### Data for this exercise
= = = =

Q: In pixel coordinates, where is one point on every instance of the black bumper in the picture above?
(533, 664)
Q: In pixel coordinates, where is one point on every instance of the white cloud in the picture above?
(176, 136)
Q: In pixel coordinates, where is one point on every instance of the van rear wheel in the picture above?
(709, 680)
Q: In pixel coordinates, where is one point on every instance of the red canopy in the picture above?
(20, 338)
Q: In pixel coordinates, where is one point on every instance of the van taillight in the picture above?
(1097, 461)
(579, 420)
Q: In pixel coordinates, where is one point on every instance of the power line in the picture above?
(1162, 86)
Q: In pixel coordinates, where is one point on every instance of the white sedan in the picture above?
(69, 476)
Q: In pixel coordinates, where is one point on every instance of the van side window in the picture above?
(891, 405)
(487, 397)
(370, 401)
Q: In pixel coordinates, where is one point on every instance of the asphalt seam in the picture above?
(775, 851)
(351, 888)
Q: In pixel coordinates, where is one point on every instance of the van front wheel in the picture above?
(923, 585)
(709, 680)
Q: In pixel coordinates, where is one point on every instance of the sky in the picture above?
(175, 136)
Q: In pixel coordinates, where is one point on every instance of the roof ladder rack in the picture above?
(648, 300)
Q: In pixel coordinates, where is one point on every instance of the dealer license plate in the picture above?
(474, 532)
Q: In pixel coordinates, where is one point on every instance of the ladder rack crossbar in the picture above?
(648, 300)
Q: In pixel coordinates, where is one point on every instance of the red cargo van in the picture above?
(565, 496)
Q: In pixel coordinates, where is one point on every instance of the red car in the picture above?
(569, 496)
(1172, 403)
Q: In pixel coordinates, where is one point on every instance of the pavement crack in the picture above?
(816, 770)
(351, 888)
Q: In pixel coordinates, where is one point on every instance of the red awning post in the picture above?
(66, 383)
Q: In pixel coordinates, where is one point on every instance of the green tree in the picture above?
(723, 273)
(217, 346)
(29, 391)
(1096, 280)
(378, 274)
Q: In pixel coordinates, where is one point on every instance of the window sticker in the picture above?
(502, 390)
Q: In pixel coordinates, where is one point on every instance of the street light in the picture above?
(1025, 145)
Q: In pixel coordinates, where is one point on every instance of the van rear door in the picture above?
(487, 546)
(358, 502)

= = = =

### Direction
Update every entry above by replacing "dealer license plate" with "temporary license plate" and leaving everything else unchanged.

### Task solution
Q: In pixel coordinates, where is one point on every instance of the black bumper in the picture above?
(533, 664)
Q: In pixel coordinates, where is one point on every instance of the white cloud in the picture above?
(176, 136)
Q: In pixel coordinates, where is one point on every instance of the van rear wheel in the picture above?
(709, 680)
Q: In pixel coordinates, where is one point on every instance of the red canopy in the picture above?
(20, 338)
Q: In pixel coordinates, where is one point on every instance of the van taillight in the picture above?
(1097, 461)
(579, 420)
Q: In pixel coordinates, where is one point on every instance of the power line in the picture above?
(1162, 86)
Q: In pixel coordinates, where is one point on every instance of the white sedan in the picture above?
(69, 476)
Q: In pixel coordinates, where is one point on every instance of the van side window in the picture above?
(891, 405)
(487, 397)
(370, 401)
Q: In pixel coordinates, where is one point on every instance of the asphalt seam in the picture above?
(775, 851)
(351, 888)
Q: In pixel coordinates, where is one point on every instance of the van front wheel in the picture above?
(923, 585)
(709, 680)
Q: In pixel coordinates, where is one point on every instance of the sky in the picture above?
(175, 136)
Q: In pixel coordinates, where is one point on every instance of the roof ladder rack in the picture above?
(648, 300)
Q: In pixel coordinates, where is one point on every instance of the temporary license plate in the picture above?
(474, 532)
Q: In pixel coordinates, where is one point on every instance of the ladder rack crossbar in the picture above?
(648, 300)
Q: In pixel coordinates, where is one point on every instance of the red cargo van in the picture above?
(565, 496)
Q: In pixel coordinates, where is one point on every instance of the red car in the picture above?
(569, 496)
(1172, 403)
Q: In pixel coordinates, where is one point on every instance of the pavement crack in the picture above?
(816, 770)
(351, 888)
Q: In pixel coordinates, where is one point on every instance of the red awning post in the picture above?
(66, 383)
Q: In pixel coordinates, where is one point on every instance of the green tree in the picture above?
(723, 273)
(217, 346)
(29, 391)
(1096, 280)
(378, 274)
Q: In pixel coordinates, where is one point on every instance of the window sticker in the picture above?
(502, 390)
Q: In pixel coordinates, where is one point on every instance of the street light in the picture above?
(1025, 145)
Q: In pixel coordinates, where is one point on every instance of the van rear door in the picture above?
(487, 546)
(358, 502)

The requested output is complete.